# Activity
For the word "sleeve", state how many lines of the data include it. Respond with the number only.

(Dataset entries)
+++
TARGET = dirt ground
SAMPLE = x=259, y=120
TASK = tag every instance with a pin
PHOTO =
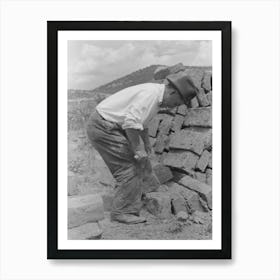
x=89, y=174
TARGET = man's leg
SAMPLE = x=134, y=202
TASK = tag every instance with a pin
x=115, y=150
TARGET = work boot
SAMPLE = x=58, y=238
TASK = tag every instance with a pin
x=127, y=218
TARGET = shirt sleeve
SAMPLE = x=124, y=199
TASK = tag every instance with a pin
x=138, y=110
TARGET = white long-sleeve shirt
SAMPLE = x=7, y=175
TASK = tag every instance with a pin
x=133, y=107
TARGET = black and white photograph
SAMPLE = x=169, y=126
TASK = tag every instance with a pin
x=139, y=146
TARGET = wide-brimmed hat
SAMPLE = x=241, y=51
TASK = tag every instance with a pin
x=184, y=85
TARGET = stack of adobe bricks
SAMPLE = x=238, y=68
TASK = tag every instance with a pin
x=182, y=137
+++
# Output of the task
2